GIVEN TASK A |
In the notebook introduction, how large is the sample of patents, and about how many of them are manually labelled as software patents?

---------- TEXT PROVIDED ----------

# Introduction

This notebook creates a framework for future machine learning algorithms on the sample of Bessen and Hunt (2007) which is currently my only tagged patents corpora.

The strucuture has to be a pipeline inspired by scikit-learn's pipelines which goes to all steps from text processing to the prediction. Of course, we implement the design with a randomized gridsearch to find the best parameters for the prediction model as well as cross-validation to overcome overfitting.

The major problem is the sample size of only 400 patents where only about 40 are labelled manually as software patents. We have to alleviate this obstacle by good techniques or additional datasets.

In [1]:
#!/usr/bin/env python

import pickle
import string
import time

from itertools import compress
from nltk import WordNetLemmatizer
from nltk import pos_tag
from nltk import sent_tokenize
from nltk import wordpunct_tokenize
from nltk.corpus import stopwords as sw
from nltk.corpus import wordnet as wn
from operator import itemgetter
from sklearn.base import BaseEstimator
from sklearn.base import TransformerMixin
from sklearn.model_selection import StratifiedShuffleSplit
from sklearn.feature_extraction.text import TfidfVectorizer
from sklearn.naive_bayes import MultinomialNB
from sklearn.metrics import classification_report as clsr
from sklearn.pipeline import Pipeline
from sklearn.preprocessing import LabelEncoder
from sklearn.feature_selection import SelectFromModel
from sklearn.ensemble import ExtraTreesClassifier
from sklearn.ensemble import RandomForestClassifier
from sklearn.metrics import cohen_kappa_score


SEED = 12345


def timeit(func):
    """Simple timing decorator.
    """
    def wrapper(*args, **kwargs):
        start = time.time()
        result = func(*args, **kwargs)
        delta = time.time() - start
        return result, delta
    return wrapper


def identity(arg):
    """Simple identity function works as a passthrough.
    """
    return arg


class NLTKPreprocessor(BaseEstimator, TransformerMixin):

    def __init__(self, stopwords=None, punct=None,
                 lower=True, strip=True):
        self.lower = lower
        self.strip = strip
        self.stopwords = stopwords or set(sw.words('english'))
        self.punct = punct or set(string.punctuation)
        self.lemmatizer = WordNetLemmatizer()

    def fit(self, X, y=None):
        return self

    def inverse_transform(self, X):
        return [" ".join(doc) for doc in X]

    def transform(self, X):
        return [
            list(self.tokenize(doc)) for doc in X
        ]

    def tokenize(self, document):
        # Break the document into sentences
        for sent in sent_tokenize(document):
            # Break the sentence into part of speech tagged tokens
            for token, tag in pos_tag(wordpunct_tokenize(sent)):
                # Apply preprocessing to the token
                token = token.lower() if self.lower else token
                token = token.strip() if self.strip else token
                token = token.strip('_') if self.strip else token
                token = token.strip('*') if self.strip else token

                # If stopword, ignore token and continue
                if token in self.stopwords:
                    continue

                # If punctuation, ignore token and continue
                if all(char in self.punct for char in token):
                    continue
                    
                # If token number, ignore and continue
                try:
                    int(token)

----------

GIVEN TASK B |
In the listing below, rewrite the part that opens with the line containing "for the white" and closes with the line containing "459,43,492,61", both lines included, keeping the request line unchanged. Multiply every bounding-box coordinate in the answers by 2.35 and round each to a whole number, with halves rounded up.

---------- INPUT RECORDS ----------

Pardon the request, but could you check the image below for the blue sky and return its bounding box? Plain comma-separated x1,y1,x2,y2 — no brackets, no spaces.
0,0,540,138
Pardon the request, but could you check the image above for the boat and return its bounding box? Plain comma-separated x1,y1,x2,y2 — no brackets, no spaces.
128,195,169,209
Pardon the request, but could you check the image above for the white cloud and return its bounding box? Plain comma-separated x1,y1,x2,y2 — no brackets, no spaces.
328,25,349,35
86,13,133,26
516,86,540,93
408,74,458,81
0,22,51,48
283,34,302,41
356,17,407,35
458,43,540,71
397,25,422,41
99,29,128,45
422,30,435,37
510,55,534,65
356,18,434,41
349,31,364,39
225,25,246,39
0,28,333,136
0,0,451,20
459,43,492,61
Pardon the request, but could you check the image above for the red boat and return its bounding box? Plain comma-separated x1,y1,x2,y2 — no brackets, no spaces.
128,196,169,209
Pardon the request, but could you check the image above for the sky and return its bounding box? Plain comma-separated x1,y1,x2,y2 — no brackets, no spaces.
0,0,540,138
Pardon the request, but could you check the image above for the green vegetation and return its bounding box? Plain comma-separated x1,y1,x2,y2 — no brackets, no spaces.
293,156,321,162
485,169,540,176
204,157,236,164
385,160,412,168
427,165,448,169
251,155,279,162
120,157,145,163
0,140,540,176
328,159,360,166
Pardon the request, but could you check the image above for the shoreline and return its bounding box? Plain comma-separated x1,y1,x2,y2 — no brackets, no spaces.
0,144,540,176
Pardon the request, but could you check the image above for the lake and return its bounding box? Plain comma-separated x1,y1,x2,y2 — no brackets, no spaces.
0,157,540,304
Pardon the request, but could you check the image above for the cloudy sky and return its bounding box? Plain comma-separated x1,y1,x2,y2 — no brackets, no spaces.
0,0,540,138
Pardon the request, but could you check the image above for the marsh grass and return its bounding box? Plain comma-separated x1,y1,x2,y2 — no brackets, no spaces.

----------

WORKED ANSWER A |
The sample has only 400 patents, of which only about 40 are manually labelled as software patents.

WORKED ANSWER B |
Pardon the request, but could you check the image above for the white cloud and return its bounding box? Plain comma-separated x1,y1,x2,y2 — no brackets, no spaces.
771,59,820,82
202,31,313,61
1213,202,1269,219
959,174,1076,190
0,52,120,113
665,80,710,96
837,40,956,82
1076,101,1269,167
933,59,992,96
233,68,301,106
992,71,1022,87
1199,129,1255,153
837,42,1020,96
820,73,855,92
529,59,578,92
0,66,783,320
0,0,1060,47
1079,101,1156,143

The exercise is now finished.